Objectif a
Dans les entrées, de la ligne contenant "Place a point on the boulder" jusqu'à la ligne contenant "[[171, 122]]", ces deux lignes comprises, remplacez "boulder" par "stone". Réécrivez ces lignes sans rien changer d'autre.

Texte fourni
○ ○ ○ ○ ○

|
|
Envoyer à un ami |
Version à imprimer |
Version en PDF
Quatre candidats lourds: Bourguiba, El Mali, Essi Abd El Kader, Abdelaziz
par Kamel Daoud
Immense singularité algérienne : l'histoire du pays tourne
autour de ses morts (martyrs, disparus, tués, assassinés ou écrasés ou immolés)
et l'actualité du pays tourne autour d'un malade. Les théories se multiplient
donc à force d'énigmes. La première est que Bouteflika veut mourir Président
même si le pays meurt avant de lassitude. La seconde est que son frère veut que
le frère reste Président. La troisième est que Saâdani, Gaïd Salah, Benyounès
et Ghoul sont quatre et veulent un quatrième mandat. La dernière est celle de
Louiza Hanoune : Bouteflika ne serait même pas au courant, plongé à moitié
corps dans l'au-delà, à moitié dans le souvenir d'autrefois. Le cas de ce
Président devient épique et sa vie devient plus énigmatique que la mort de
Boumediene dans les légendes urbaines. Est-il vivant ? Ici ? Ailleurs ?

○ ○ ○ ○ ○

Entrées extraites:
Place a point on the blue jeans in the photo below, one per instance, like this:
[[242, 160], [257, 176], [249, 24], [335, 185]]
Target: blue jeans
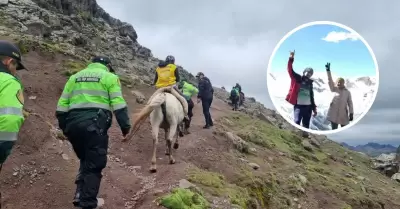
[[206, 103], [302, 114]]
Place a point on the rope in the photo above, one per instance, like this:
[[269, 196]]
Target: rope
[[135, 131]]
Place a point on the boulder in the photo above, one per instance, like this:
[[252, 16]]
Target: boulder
[[128, 30]]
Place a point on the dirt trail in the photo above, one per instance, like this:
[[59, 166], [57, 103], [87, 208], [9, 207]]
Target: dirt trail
[[41, 170]]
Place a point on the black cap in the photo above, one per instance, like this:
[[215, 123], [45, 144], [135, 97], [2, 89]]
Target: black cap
[[10, 50], [105, 61]]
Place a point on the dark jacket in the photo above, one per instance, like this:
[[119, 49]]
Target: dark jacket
[[206, 90], [295, 83], [163, 64], [239, 88]]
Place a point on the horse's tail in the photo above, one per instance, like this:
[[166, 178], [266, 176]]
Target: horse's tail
[[156, 101]]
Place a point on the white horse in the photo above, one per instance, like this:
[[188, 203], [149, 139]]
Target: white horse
[[171, 122]]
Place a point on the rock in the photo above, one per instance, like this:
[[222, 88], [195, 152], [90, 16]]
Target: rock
[[38, 28], [302, 179], [185, 184], [140, 98], [307, 146], [144, 52], [315, 143], [3, 2], [254, 166], [396, 177], [65, 156], [361, 178], [128, 30], [100, 202], [238, 142]]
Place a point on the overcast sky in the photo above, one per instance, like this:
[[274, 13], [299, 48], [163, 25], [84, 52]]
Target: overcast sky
[[231, 41]]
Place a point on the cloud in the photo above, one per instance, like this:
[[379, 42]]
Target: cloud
[[231, 41], [336, 37]]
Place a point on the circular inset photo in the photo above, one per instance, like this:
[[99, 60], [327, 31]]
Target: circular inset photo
[[323, 77]]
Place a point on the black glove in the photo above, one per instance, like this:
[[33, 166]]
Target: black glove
[[328, 66]]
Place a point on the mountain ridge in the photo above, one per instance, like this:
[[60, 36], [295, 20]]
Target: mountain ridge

○ ○ ○ ○ ○

Objectif b
Les affirmations suivantes concordent-elles avec le texte sur Bouteflika ? Pour chacune, répondez par oui ou non et citez les mots du texte qui tranchent.
(i) Selon Louiza Hanoune, Bouteflika ne serait pas au courant.
(ii) Saâdani, Gaïd Salah, Benyounès et Ghoul veulent un cinquième mandat.
(iii) La première théorie est que son frère veut que le frère reste Président.

Réponse finale a
Place a point on the stone in the photo above, one per instance, like this:
[[252, 16]]
Target: stone
[[128, 30]]
Place a point on the dirt trail in the photo above, one per instance, like this:
[[59, 166], [57, 103], [87, 208], [9, 207]]
Target: dirt trail
[[41, 170]]
Place a point on the black cap in the photo above, one per instance, like this:
[[215, 123], [45, 144], [135, 97], [2, 89]]
Target: black cap
[[10, 50], [105, 61]]
Place a point on the dark jacket in the photo above, one per instance, like this:
[[119, 49]]
Target: dark jacket
[[206, 90], [295, 83], [163, 64], [239, 88]]
Place a point on the horse's tail in the photo above, one per instance, like this:
[[166, 178], [266, 176]]
Target: horse's tail
[[156, 101]]
Place a point on the white horse in the photo above, one per instance, like this:
[[188, 203], [149, 139]]
Target: white horse
[[171, 122]]

Réponse finale b
(i) Oui : « Louiza Hanoune : Bouteflika ne serait même pas au courant »
(ii) Non : « sont quatre et veulent un quatrième mandat »
(iii) Non : « La seconde est que son frère veut que le frère reste Président »